DO THIS: Return every line in the items that contains the string "military".
begin GIVEN INFORMATION
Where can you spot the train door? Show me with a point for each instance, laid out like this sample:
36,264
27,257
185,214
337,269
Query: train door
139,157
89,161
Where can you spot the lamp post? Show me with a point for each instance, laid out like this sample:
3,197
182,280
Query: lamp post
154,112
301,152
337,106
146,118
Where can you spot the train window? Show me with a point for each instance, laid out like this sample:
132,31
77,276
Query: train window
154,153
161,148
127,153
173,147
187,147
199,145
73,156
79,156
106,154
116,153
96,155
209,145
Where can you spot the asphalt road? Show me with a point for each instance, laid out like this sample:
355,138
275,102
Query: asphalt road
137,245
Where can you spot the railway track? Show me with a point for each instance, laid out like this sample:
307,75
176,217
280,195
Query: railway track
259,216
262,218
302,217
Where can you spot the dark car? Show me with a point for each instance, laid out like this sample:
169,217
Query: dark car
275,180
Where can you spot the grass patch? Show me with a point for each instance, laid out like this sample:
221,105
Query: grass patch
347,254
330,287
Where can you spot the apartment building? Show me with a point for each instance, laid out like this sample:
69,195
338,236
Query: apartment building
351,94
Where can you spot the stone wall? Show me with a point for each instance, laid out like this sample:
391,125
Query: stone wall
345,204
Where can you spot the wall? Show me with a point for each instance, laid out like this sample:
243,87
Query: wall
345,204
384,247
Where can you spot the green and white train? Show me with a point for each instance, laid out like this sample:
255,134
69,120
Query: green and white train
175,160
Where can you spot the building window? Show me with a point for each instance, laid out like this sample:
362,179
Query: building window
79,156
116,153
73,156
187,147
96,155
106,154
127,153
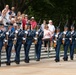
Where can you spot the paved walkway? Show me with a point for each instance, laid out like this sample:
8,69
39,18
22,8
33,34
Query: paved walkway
43,67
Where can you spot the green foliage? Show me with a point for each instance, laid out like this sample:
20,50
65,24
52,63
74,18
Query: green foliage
57,10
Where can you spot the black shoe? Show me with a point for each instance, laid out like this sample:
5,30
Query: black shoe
17,62
71,58
57,60
26,61
45,51
0,64
37,59
8,63
65,59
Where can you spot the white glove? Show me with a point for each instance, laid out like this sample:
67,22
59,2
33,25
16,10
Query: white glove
26,32
7,33
63,38
5,40
35,38
15,38
54,41
37,33
24,38
56,35
64,32
16,31
70,38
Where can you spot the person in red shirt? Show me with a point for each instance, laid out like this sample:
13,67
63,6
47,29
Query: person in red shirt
23,21
33,23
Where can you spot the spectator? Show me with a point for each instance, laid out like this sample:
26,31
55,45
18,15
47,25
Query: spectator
52,29
43,25
23,21
46,38
33,23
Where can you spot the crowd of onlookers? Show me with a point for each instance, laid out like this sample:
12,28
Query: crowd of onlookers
9,15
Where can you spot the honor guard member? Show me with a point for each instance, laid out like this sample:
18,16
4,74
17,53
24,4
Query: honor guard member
2,36
38,40
72,42
66,42
29,40
57,43
19,35
9,40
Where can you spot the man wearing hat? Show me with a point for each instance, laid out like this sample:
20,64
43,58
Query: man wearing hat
57,43
66,42
33,23
72,42
2,36
38,45
18,45
29,40
9,40
52,30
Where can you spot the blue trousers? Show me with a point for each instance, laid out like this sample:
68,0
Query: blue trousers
1,44
8,53
72,46
38,50
57,49
27,48
17,50
66,50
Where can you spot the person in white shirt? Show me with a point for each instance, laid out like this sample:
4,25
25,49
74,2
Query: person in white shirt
52,29
46,38
43,25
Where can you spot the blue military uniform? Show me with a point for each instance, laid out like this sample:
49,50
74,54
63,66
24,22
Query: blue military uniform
66,43
2,36
38,45
18,45
72,43
10,34
28,43
58,41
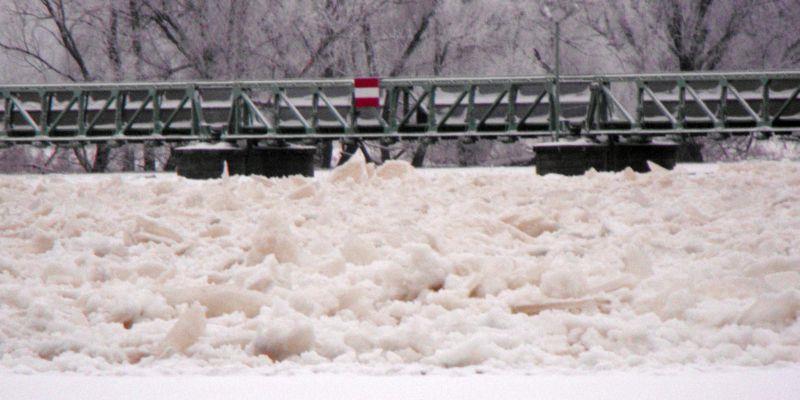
end GIVEN INFORMATION
THE COMPLETED TASK:
Where can you spot the blue military uniform? Show me with a point for each instance, laid out like this sample:
Query: blue military uniform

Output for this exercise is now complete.